> **Task item**: Could you repeat all of the entries word for word, minus any pictures?

> **Records**:
* * * * *

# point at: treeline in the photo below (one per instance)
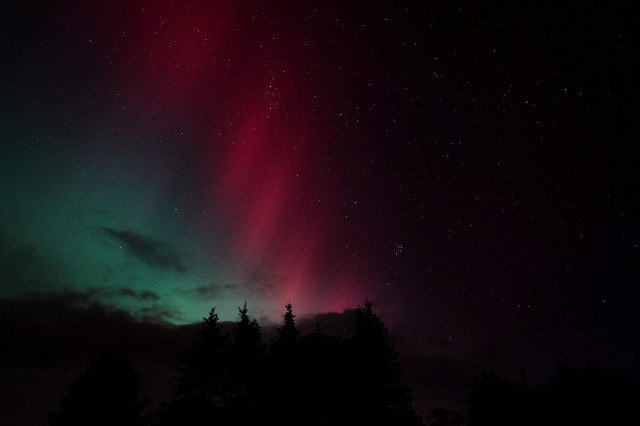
(572, 396)
(237, 379)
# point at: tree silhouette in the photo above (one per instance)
(105, 393)
(316, 379)
(288, 334)
(200, 390)
(246, 371)
(381, 395)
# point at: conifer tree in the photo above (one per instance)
(247, 373)
(288, 335)
(105, 393)
(201, 389)
(381, 392)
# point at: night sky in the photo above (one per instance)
(470, 167)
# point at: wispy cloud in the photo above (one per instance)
(153, 252)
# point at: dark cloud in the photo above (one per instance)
(209, 290)
(153, 252)
(46, 341)
(145, 295)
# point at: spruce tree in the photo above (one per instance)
(246, 367)
(288, 335)
(381, 394)
(105, 393)
(201, 389)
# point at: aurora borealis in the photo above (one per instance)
(469, 167)
(205, 173)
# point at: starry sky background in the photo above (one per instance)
(470, 167)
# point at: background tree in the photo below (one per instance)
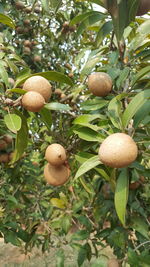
(64, 42)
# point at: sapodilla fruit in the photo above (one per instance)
(113, 263)
(99, 83)
(39, 85)
(33, 101)
(144, 7)
(118, 150)
(55, 154)
(56, 175)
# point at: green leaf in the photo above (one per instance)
(13, 122)
(140, 226)
(7, 21)
(80, 235)
(46, 118)
(56, 106)
(87, 165)
(89, 135)
(21, 139)
(88, 21)
(137, 102)
(3, 74)
(114, 109)
(140, 74)
(94, 104)
(86, 118)
(121, 195)
(104, 30)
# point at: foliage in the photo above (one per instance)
(33, 213)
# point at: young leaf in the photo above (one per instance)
(13, 122)
(137, 102)
(87, 165)
(121, 195)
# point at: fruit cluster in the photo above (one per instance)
(56, 171)
(38, 93)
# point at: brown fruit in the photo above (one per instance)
(3, 144)
(28, 10)
(4, 158)
(39, 85)
(33, 101)
(55, 154)
(144, 7)
(118, 150)
(27, 43)
(37, 58)
(58, 91)
(8, 139)
(11, 81)
(113, 263)
(26, 22)
(56, 175)
(100, 83)
(19, 5)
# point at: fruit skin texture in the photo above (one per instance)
(55, 154)
(144, 7)
(33, 101)
(56, 175)
(113, 263)
(118, 150)
(39, 85)
(100, 83)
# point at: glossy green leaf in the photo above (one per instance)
(137, 102)
(94, 104)
(86, 118)
(89, 135)
(7, 20)
(140, 74)
(13, 122)
(46, 118)
(21, 139)
(121, 195)
(56, 106)
(88, 21)
(3, 74)
(87, 165)
(104, 30)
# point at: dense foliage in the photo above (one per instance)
(65, 41)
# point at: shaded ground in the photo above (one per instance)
(11, 256)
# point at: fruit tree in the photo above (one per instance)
(75, 127)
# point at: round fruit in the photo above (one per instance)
(4, 158)
(8, 139)
(58, 91)
(33, 101)
(144, 7)
(37, 58)
(39, 85)
(3, 144)
(100, 83)
(56, 175)
(118, 150)
(113, 263)
(55, 154)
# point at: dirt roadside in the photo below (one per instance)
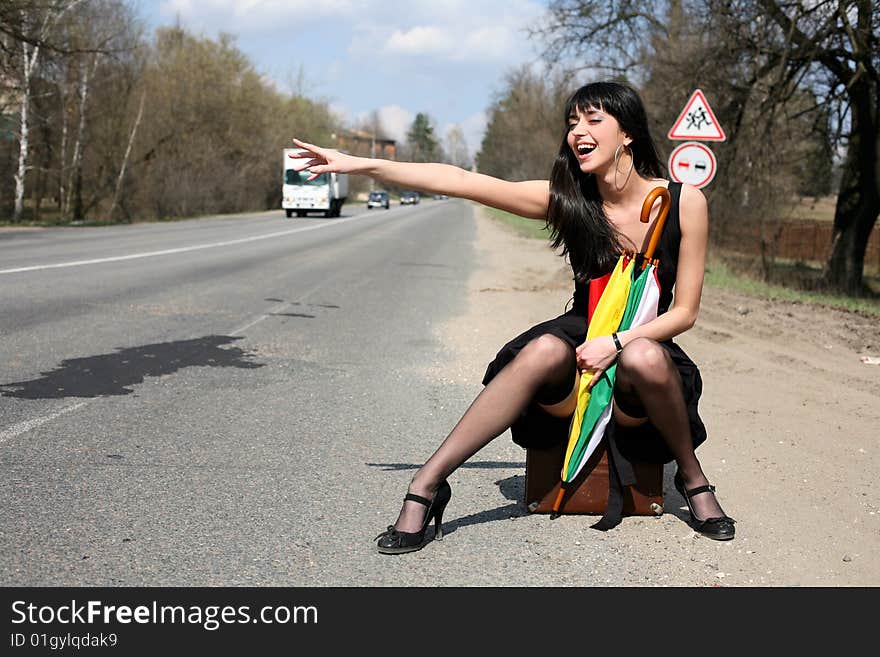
(791, 409)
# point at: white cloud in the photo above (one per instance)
(419, 41)
(474, 127)
(251, 16)
(396, 121)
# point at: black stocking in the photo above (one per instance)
(648, 381)
(544, 370)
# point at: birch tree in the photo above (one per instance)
(35, 26)
(774, 54)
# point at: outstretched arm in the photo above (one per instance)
(529, 198)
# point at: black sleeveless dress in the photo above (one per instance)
(536, 428)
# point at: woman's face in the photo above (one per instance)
(594, 136)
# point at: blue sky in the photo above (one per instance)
(443, 57)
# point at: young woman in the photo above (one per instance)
(607, 164)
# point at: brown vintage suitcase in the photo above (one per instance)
(588, 493)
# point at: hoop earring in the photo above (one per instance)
(632, 162)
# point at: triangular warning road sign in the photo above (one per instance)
(697, 121)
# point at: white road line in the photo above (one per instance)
(27, 425)
(24, 427)
(184, 249)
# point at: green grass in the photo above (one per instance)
(721, 276)
(520, 225)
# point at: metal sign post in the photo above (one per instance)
(694, 163)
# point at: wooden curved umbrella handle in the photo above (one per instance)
(665, 202)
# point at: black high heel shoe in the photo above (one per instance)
(720, 529)
(392, 541)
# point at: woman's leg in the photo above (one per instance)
(647, 377)
(544, 369)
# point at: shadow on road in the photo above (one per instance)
(114, 374)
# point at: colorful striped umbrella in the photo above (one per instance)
(629, 299)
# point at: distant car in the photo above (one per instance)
(378, 199)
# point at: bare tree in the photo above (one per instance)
(34, 27)
(772, 53)
(457, 152)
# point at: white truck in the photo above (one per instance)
(326, 193)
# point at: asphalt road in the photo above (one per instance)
(221, 401)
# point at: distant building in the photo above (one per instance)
(363, 143)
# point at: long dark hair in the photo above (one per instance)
(576, 219)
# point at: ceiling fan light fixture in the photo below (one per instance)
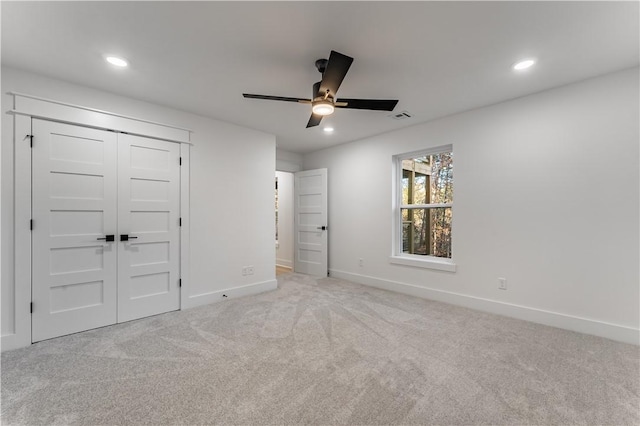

* * * * *

> **Output**:
# point at: treeline in the photo below (one per instance)
(572, 396)
(237, 379)
# point at: tree silhouette in the photo above (one per instance)
(105, 393)
(316, 379)
(288, 334)
(200, 390)
(246, 371)
(381, 395)
# point at: conifer tree in the photo above (one per instance)
(247, 373)
(288, 335)
(105, 393)
(201, 389)
(381, 392)
# point at: night sky in the photo above (one per instance)
(470, 167)
# point at: wispy cloud in the photo above (one per instance)
(153, 252)
# point at: dark cloud in the photo above (one per instance)
(209, 290)
(153, 252)
(46, 341)
(145, 295)
# point at: spruce tree in the photo above (one per instance)
(246, 367)
(288, 335)
(381, 394)
(105, 393)
(201, 389)
# point at: aurora borealis in the photo above (one per instance)
(469, 167)
(205, 173)
# point at: starry sky background in the photo above (one per instance)
(470, 167)
# point at: background tree in the photo below (one per instance)
(64, 42)
# point at: sapodilla fruit in the photo above (one per instance)
(113, 263)
(99, 83)
(39, 85)
(33, 101)
(144, 7)
(118, 150)
(55, 154)
(56, 175)
# point at: green leaf in the photo above (one per instance)
(13, 122)
(140, 226)
(7, 21)
(80, 235)
(46, 118)
(56, 106)
(87, 165)
(89, 135)
(21, 139)
(88, 21)
(137, 102)
(3, 74)
(114, 109)
(140, 74)
(94, 104)
(86, 118)
(121, 195)
(104, 30)
# point at: foliage in the photo above (one per instance)
(33, 213)
# point at: young leaf in the photo above (one per instance)
(13, 122)
(137, 102)
(87, 165)
(121, 195)
# point at: fruit cluster in the photo above (one per instance)
(56, 171)
(38, 93)
# point at: brown fruit in the photo above (one per instance)
(3, 144)
(28, 10)
(4, 158)
(39, 85)
(33, 101)
(55, 154)
(144, 7)
(118, 150)
(27, 43)
(37, 58)
(58, 91)
(8, 139)
(11, 81)
(113, 263)
(26, 22)
(56, 175)
(100, 83)
(19, 5)
# point at: fruit skin texture in the photo above (one per instance)
(55, 154)
(144, 7)
(33, 101)
(56, 175)
(113, 263)
(118, 150)
(39, 85)
(100, 83)
# point at: glossy green leaf in the photo above (one per instance)
(137, 102)
(94, 104)
(86, 118)
(89, 135)
(7, 20)
(140, 74)
(13, 122)
(46, 118)
(21, 139)
(121, 195)
(56, 106)
(88, 21)
(3, 74)
(87, 165)
(104, 30)
# point at: dense foliage in the photo above (one per instance)
(65, 41)
# point at: shaded ground in the photo above (one per instance)
(11, 256)
# point at: fruit tree in the photo above (one per instance)
(75, 127)
# point at: round fruit in the photo above (one per instance)
(4, 158)
(8, 139)
(58, 91)
(33, 101)
(144, 7)
(37, 58)
(39, 85)
(3, 144)
(100, 83)
(56, 175)
(118, 150)
(113, 263)
(55, 154)
# point at: dirt roadside in the photo below (one per instance)
(791, 409)
# point at: white cloud in the photo above (one per instance)
(419, 41)
(474, 127)
(251, 16)
(396, 121)
# point at: black stocking in the photo above (one per instance)
(648, 381)
(544, 370)
# point at: birch tree in the photo above (one per instance)
(35, 26)
(774, 54)
# point at: outstretched arm in the photo above (one per instance)
(529, 198)
# point at: black sleeveless dress in the photo above (one per instance)
(536, 428)
# point at: woman's face in the photo above (one per instance)
(594, 136)
# point at: blue sky in the photo above (one per instance)
(443, 57)
# point at: young woman in the photo above (one per instance)
(607, 164)
# point at: brown vintage suitcase in the photo above (one per instance)
(588, 493)
# point at: hoop earring in the photo above (one per instance)
(632, 162)
# point at: triangular warning road sign in the photo above (one per instance)
(697, 121)
# point at: white road line in the photo above (one per instance)
(27, 425)
(24, 427)
(184, 249)
# point at: green grass in the photo above (one per instance)
(721, 276)
(520, 225)
# point at: metal sign post in the photo above (one per instance)
(694, 163)
# point at: wooden curved umbrella handle in the photo above (one per instance)
(665, 202)
# point at: black high heel shoe in the photo above (one per instance)
(720, 529)
(392, 541)
# point at: woman's leg in the photo above (one per instance)
(647, 377)
(544, 369)
# point at: shadow on road in the photo above (one per instance)
(114, 374)
# point at: colorful striped umbrella in the photo above (one per instance)
(629, 299)
# point at: distant car in the photo above (one per instance)
(378, 199)
# point at: bare tree in the photo above (one per instance)
(34, 27)
(772, 53)
(457, 152)
# point at: white truck in the photo above (one per instance)
(326, 193)
# point at: asphalt road in the photo above (one per instance)
(221, 401)
# point at: distant building in the photo above (one per instance)
(363, 143)
# point at: long dark hair in the photo above (one per instance)
(576, 219)
# point at: ceiling fan light fixture in the photo below (one per instance)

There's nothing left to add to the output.